▶ [TO DO]:
The entries below contain a stretch that opens with the line containing "task: segment each instance of the dirt path" and closes with the line containing "target: blue tarp"; set down that stretch exactly, both ends included, and nothing else.

▶ [PROVIDED RECORDS]:

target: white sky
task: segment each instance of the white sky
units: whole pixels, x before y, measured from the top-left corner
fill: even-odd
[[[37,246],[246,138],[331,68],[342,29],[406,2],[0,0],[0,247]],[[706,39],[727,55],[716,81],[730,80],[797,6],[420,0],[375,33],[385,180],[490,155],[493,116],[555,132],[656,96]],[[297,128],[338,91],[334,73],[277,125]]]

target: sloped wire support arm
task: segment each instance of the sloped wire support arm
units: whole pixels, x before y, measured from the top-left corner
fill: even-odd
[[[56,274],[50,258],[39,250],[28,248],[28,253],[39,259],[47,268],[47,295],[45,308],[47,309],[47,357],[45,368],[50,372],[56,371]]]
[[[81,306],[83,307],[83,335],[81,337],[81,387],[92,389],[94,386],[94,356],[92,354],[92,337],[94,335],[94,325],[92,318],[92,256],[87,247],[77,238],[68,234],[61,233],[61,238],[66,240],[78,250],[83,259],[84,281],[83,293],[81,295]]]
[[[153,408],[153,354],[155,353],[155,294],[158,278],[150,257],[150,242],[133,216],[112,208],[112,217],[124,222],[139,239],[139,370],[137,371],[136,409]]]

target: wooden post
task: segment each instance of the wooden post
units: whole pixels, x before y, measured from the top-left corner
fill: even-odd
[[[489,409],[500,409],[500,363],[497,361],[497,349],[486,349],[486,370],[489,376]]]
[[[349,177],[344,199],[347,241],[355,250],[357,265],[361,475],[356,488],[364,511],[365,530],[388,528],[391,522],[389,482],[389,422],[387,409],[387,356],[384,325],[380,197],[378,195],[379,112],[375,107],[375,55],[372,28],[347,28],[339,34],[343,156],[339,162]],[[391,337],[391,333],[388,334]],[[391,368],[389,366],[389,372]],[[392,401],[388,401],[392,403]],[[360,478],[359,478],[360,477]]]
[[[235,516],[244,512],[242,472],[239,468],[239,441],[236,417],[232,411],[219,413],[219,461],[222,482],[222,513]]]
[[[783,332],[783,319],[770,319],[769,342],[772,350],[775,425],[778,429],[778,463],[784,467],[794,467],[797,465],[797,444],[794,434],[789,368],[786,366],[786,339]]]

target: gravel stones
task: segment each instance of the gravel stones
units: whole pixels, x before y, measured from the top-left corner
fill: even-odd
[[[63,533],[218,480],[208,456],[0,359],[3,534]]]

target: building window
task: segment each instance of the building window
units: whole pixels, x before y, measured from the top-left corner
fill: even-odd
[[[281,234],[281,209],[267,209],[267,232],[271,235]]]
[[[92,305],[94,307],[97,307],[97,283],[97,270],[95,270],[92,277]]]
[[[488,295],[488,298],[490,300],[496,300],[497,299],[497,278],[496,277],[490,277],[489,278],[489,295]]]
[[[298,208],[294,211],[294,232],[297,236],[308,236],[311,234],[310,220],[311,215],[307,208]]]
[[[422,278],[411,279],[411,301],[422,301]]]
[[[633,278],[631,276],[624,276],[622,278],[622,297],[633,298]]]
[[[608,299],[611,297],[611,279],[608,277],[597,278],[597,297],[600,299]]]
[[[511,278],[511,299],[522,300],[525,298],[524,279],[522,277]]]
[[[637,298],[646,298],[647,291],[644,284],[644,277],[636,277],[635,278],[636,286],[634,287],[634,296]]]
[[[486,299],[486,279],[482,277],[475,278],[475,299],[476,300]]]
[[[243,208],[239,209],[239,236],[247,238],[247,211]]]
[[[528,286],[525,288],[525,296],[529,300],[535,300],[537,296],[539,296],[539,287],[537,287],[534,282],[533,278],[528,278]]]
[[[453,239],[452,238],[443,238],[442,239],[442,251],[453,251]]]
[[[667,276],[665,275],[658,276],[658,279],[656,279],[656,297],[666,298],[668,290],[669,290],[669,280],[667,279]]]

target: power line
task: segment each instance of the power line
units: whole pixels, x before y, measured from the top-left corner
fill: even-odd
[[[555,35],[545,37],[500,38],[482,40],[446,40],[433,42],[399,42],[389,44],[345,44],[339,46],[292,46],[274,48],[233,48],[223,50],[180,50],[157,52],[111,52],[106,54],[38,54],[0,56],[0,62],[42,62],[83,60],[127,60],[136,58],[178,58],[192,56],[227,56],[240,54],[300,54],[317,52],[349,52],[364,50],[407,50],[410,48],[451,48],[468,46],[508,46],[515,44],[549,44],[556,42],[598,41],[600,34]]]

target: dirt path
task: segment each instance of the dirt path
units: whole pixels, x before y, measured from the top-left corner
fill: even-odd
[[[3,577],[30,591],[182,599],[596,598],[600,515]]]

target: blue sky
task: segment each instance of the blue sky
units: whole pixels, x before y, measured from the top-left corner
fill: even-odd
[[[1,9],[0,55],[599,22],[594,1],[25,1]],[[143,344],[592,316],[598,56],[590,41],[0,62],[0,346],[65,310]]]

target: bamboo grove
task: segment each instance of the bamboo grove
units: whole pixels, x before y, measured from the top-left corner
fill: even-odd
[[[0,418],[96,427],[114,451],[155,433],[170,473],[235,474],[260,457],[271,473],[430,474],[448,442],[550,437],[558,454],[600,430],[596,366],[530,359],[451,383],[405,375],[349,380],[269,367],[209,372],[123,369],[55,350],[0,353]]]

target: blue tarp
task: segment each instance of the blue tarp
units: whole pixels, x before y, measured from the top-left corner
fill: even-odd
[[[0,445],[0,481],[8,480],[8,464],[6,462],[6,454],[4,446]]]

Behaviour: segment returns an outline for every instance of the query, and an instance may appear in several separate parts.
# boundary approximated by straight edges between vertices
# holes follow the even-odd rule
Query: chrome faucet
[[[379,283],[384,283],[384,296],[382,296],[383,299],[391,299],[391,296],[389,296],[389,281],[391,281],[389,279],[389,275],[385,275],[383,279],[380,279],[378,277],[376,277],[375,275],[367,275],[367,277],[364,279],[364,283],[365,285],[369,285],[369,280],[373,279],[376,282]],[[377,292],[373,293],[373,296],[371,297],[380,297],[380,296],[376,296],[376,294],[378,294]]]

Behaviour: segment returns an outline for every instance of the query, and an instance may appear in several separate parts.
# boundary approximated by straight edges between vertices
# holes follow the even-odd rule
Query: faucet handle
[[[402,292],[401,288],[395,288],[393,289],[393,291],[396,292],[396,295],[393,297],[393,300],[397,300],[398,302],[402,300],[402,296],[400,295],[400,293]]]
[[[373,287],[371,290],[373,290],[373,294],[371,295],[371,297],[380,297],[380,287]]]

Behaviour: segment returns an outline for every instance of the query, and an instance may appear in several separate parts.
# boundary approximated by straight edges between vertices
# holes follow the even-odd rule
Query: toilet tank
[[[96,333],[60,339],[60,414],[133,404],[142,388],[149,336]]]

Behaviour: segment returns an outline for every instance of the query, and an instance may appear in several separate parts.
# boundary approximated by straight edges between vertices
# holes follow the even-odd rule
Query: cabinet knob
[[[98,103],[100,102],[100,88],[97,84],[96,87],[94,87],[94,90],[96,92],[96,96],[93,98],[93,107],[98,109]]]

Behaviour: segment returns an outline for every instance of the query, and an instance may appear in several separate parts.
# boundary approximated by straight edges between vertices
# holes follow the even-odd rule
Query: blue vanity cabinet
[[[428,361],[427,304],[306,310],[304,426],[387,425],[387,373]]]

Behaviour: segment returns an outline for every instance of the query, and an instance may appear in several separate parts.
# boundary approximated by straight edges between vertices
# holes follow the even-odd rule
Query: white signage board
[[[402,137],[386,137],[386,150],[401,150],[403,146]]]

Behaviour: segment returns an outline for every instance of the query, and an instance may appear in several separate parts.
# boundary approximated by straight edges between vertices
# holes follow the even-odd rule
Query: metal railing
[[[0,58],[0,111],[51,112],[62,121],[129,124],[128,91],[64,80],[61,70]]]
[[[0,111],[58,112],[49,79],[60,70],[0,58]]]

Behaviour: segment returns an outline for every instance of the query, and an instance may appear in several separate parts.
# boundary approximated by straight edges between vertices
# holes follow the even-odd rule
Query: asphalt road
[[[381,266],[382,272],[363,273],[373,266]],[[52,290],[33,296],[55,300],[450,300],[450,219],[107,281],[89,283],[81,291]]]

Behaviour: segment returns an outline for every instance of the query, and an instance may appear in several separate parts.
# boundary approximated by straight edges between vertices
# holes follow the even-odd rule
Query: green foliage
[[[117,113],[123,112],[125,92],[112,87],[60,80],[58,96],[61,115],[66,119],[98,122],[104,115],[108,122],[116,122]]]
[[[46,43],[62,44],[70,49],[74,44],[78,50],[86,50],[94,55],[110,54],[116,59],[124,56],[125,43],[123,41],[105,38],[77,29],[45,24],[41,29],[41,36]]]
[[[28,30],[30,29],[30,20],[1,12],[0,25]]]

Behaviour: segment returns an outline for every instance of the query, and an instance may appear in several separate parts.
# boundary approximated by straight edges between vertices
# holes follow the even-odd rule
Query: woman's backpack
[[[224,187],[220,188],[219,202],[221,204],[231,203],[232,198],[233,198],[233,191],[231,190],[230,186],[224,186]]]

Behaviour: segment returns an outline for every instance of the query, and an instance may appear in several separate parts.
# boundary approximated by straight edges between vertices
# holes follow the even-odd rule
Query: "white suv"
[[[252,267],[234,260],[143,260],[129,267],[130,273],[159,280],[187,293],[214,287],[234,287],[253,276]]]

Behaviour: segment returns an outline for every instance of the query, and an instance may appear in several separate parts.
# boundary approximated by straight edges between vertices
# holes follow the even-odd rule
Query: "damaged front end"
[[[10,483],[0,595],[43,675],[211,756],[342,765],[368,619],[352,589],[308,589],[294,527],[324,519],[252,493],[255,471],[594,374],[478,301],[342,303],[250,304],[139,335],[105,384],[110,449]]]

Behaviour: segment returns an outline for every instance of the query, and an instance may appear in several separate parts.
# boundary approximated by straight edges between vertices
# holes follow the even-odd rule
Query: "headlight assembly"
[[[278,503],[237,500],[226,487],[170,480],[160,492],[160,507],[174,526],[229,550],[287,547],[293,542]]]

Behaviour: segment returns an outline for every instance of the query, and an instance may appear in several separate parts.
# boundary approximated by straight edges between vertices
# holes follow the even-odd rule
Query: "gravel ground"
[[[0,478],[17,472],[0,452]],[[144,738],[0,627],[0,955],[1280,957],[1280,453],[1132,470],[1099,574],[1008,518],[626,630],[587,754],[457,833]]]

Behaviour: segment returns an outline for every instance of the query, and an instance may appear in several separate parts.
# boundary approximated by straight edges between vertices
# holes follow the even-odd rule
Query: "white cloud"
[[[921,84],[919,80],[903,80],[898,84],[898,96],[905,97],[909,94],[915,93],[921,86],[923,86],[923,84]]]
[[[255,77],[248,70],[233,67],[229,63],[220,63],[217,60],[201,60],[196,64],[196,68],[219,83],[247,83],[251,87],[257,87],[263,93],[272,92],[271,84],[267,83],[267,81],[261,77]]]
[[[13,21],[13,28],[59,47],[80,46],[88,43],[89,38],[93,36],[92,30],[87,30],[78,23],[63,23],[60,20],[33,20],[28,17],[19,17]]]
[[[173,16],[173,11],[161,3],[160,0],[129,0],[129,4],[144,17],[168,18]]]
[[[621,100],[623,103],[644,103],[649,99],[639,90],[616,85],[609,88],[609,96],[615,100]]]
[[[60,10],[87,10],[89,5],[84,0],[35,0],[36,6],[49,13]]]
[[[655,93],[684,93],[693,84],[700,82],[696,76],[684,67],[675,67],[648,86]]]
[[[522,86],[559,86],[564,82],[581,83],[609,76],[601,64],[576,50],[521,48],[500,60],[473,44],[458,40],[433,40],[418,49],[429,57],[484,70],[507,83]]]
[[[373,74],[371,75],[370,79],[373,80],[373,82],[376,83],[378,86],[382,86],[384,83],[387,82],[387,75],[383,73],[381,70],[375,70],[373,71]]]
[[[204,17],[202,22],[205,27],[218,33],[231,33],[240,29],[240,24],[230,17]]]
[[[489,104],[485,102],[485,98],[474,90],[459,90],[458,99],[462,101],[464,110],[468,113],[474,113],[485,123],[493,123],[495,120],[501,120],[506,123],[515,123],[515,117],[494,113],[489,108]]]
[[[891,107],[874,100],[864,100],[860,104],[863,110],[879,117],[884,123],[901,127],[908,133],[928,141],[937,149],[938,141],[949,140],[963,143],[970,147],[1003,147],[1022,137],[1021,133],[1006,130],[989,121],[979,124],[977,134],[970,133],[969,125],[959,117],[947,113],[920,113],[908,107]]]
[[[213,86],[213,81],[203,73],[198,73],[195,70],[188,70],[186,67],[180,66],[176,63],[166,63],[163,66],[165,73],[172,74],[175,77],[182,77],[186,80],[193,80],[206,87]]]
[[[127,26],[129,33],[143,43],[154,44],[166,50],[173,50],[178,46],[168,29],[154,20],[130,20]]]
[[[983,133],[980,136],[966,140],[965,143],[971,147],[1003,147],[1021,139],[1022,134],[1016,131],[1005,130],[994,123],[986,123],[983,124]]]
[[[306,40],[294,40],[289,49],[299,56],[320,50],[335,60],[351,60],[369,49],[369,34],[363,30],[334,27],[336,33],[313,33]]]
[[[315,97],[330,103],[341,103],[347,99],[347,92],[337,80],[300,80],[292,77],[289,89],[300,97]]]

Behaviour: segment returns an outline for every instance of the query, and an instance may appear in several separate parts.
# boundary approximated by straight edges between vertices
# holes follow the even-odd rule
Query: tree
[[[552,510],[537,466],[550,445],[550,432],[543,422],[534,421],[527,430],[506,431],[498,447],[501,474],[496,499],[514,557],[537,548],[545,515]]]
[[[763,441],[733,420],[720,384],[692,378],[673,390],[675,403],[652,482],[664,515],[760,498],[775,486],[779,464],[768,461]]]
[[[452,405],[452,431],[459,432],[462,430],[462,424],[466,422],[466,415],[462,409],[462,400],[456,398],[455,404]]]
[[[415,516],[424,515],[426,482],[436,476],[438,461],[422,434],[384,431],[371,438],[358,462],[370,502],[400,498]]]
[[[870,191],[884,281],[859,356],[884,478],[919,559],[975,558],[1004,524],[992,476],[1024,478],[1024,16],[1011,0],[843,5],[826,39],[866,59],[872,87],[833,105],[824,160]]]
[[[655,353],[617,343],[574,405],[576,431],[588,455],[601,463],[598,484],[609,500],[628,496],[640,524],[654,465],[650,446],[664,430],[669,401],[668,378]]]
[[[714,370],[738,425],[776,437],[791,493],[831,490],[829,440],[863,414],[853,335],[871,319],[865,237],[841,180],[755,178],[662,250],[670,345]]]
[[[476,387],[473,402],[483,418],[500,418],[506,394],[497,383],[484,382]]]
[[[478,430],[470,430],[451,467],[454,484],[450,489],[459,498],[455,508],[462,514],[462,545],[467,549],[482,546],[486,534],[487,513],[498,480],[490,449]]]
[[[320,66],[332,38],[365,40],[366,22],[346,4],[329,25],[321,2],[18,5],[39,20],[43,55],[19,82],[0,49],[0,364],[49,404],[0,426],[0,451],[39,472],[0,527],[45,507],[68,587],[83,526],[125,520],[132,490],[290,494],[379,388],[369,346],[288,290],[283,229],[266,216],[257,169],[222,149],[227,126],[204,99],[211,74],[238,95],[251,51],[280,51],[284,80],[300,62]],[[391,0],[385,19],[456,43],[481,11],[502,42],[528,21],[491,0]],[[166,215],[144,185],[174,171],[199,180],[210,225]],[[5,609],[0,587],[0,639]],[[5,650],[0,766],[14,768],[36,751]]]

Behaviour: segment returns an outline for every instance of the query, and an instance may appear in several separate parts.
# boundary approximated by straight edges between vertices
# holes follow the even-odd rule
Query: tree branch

▶ [WRITTEN ANSWER]:
task: segment each instance of the dirt path
units: whole pixels, x before y, measured from the top-left corner
fill: even-odd
[[[3,577],[30,591],[182,599],[596,598],[600,515]]]

target: blue sky
task: segment each instance of the blue sky
units: whole pixels, x before y, measured from the top-left corner
fill: even-odd
[[[1,9],[0,55],[599,22],[594,1],[25,1]],[[143,344],[592,316],[598,56],[590,41],[0,62],[0,346],[65,310]]]

target: bamboo grove
task: segment each instance of the bamboo grove
units: whole pixels, x before y, measured from the top-left corner
fill: even-odd
[[[0,418],[96,427],[114,451],[155,433],[170,473],[235,474],[260,457],[271,473],[430,474],[448,442],[550,437],[558,454],[600,430],[596,366],[530,359],[451,383],[405,375],[349,380],[269,367],[209,372],[123,369],[55,350],[0,353]]]

target: blue tarp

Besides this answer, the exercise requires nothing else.